━━━ Recorded information ━━━
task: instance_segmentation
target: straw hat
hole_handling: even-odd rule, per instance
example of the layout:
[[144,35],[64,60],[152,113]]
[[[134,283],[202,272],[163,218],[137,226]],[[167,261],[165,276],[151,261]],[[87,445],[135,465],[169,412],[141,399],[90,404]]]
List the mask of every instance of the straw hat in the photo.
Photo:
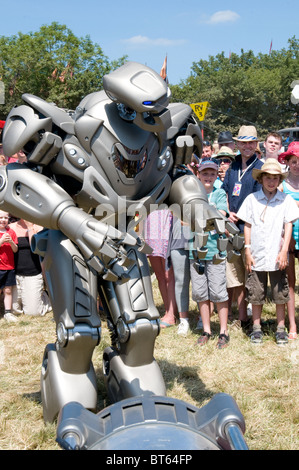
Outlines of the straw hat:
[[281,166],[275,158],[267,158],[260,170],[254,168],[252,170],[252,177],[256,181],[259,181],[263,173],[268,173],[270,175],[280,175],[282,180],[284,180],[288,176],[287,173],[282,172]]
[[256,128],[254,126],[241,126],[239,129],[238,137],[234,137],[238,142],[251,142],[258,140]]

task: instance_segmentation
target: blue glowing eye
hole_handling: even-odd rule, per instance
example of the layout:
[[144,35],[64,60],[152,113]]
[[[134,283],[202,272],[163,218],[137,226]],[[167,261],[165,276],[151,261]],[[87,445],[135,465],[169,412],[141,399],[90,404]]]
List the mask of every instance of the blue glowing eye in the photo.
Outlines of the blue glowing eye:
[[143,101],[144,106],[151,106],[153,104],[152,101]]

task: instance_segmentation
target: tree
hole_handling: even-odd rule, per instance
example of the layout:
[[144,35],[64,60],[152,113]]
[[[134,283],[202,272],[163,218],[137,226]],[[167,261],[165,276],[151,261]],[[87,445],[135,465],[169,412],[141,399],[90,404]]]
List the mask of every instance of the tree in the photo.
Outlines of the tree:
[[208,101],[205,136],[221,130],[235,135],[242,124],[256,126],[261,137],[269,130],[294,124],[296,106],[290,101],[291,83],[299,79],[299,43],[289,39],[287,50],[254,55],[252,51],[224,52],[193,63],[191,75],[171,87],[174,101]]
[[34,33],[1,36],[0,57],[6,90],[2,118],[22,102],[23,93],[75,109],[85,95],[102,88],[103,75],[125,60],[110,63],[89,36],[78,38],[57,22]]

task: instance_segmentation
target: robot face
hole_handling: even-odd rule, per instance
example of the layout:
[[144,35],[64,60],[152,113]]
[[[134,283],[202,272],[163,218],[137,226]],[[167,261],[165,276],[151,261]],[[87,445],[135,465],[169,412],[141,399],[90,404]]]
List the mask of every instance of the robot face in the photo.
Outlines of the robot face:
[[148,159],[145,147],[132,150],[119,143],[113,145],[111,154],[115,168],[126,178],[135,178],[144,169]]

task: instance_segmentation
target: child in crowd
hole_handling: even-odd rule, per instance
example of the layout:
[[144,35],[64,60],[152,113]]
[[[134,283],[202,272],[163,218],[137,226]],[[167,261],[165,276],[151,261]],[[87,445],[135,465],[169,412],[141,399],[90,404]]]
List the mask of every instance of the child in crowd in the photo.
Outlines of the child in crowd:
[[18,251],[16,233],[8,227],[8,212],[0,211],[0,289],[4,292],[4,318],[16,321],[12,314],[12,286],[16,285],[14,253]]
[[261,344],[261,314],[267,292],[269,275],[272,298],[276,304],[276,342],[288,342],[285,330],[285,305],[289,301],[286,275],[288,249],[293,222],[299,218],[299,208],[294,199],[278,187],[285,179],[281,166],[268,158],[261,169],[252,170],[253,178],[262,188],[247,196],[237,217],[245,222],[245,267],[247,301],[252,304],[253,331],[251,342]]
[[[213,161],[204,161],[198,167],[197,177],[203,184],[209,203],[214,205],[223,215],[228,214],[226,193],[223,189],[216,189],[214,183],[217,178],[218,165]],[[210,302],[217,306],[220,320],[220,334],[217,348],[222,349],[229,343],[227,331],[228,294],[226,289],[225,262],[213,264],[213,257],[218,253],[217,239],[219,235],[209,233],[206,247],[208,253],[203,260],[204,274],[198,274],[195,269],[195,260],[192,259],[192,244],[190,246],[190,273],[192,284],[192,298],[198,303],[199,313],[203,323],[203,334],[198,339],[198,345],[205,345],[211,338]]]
━━━
> Directions for this task:
The expected output is every entry above, character for character, with no pictures.

> Problem solution:
task: instance_segmentation
target: straw hat
hole_handling: even-odd rule, per instance
example of the layout:
[[144,35],[64,60],[152,113]]
[[[134,283],[202,272],[163,218],[137,226]],[[167,261],[165,276],[151,261]],[[87,445],[135,465],[169,412],[141,399],[90,404]]]
List the mask of every instance of the straw hat in the photo.
Photo:
Outlines of the straw hat:
[[281,166],[275,158],[267,158],[260,170],[254,168],[252,170],[252,177],[256,181],[259,181],[263,173],[268,173],[270,175],[280,175],[282,180],[284,180],[288,176],[287,173],[282,172]]
[[256,128],[254,126],[241,126],[239,129],[238,137],[234,137],[238,142],[251,142],[258,140]]

task: instance_segmentation
target: blue glowing eye
hole_handling: even-odd rule, per instance
example of the layout:
[[144,35],[64,60],[152,113]]
[[[134,283],[202,272],[163,218],[137,226]],[[167,261],[165,276],[151,261]],[[87,445],[135,465],[169,412],[141,399],[90,404]]]
List the mask of every instance of the blue glowing eye in the photo.
Outlines of the blue glowing eye:
[[143,101],[144,106],[151,106],[153,104],[152,101]]

task: instance_segmentation
target: tree
hole_handling: even-odd rule, per instance
example of the layout:
[[144,35],[64,60],[152,113]]
[[[134,283],[202,272],[163,218],[137,226]],[[167,261],[165,276],[151,261]],[[87,445],[135,465],[169,412],[141,399],[90,404]]]
List the mask of every instance of the tree in the photo.
Outlines of the tree:
[[208,101],[205,136],[221,130],[235,135],[242,124],[256,126],[261,137],[269,130],[294,124],[296,106],[290,101],[291,83],[299,79],[299,43],[289,39],[287,50],[254,55],[252,51],[224,52],[193,63],[191,75],[171,87],[174,101]]
[[34,33],[1,36],[0,57],[6,90],[2,118],[22,102],[23,93],[75,109],[85,95],[102,88],[103,75],[125,60],[110,63],[89,36],[78,38],[57,22]]

task: instance_segmentation
target: robot face
hole_handling: even-odd rule, per instance
example of the layout:
[[144,35],[64,60],[152,113]]
[[[134,283],[202,272],[163,218],[137,226]],[[167,261],[165,276],[151,261]],[[87,445],[135,465],[169,412],[141,399],[90,404]]]
List the mask of every instance of the robot face in the photo.
Outlines of the robot face:
[[148,159],[145,147],[132,150],[119,143],[113,145],[111,154],[115,168],[126,178],[135,178],[144,169]]

task: instance_segmentation
target: child in crowd
hole_handling: even-odd rule, per instance
example of the layout:
[[144,35],[64,60],[152,113]]
[[[134,283],[202,272],[163,218],[137,226]],[[167,261],[165,276],[151,261]],[[87,445],[135,465],[169,412],[141,399],[90,404]]]
List the mask of every instance of the child in crowd in the photo.
Outlines of the child in crowd:
[[18,251],[16,233],[8,227],[8,212],[0,211],[0,289],[4,292],[4,318],[16,321],[12,314],[12,286],[16,285],[14,253]]
[[261,344],[261,314],[267,292],[269,275],[272,298],[276,304],[276,342],[288,342],[285,330],[285,305],[289,301],[286,275],[288,249],[293,222],[299,218],[299,208],[294,199],[278,187],[285,179],[281,166],[268,158],[261,169],[252,170],[253,178],[262,188],[247,196],[237,217],[245,222],[245,267],[247,301],[252,304],[253,331],[251,342]]
[[[213,161],[204,161],[198,167],[197,177],[203,184],[209,203],[214,205],[223,215],[228,214],[226,193],[223,189],[216,189],[214,183],[217,178],[218,165]],[[210,302],[217,306],[220,320],[220,334],[217,348],[222,349],[229,343],[227,331],[228,294],[226,289],[225,262],[213,264],[213,257],[218,253],[217,239],[219,235],[209,233],[206,247],[208,253],[203,260],[204,274],[198,274],[195,269],[195,260],[192,259],[192,244],[190,246],[190,273],[192,284],[192,298],[198,303],[199,313],[203,323],[203,334],[198,339],[198,345],[205,345],[211,338]]]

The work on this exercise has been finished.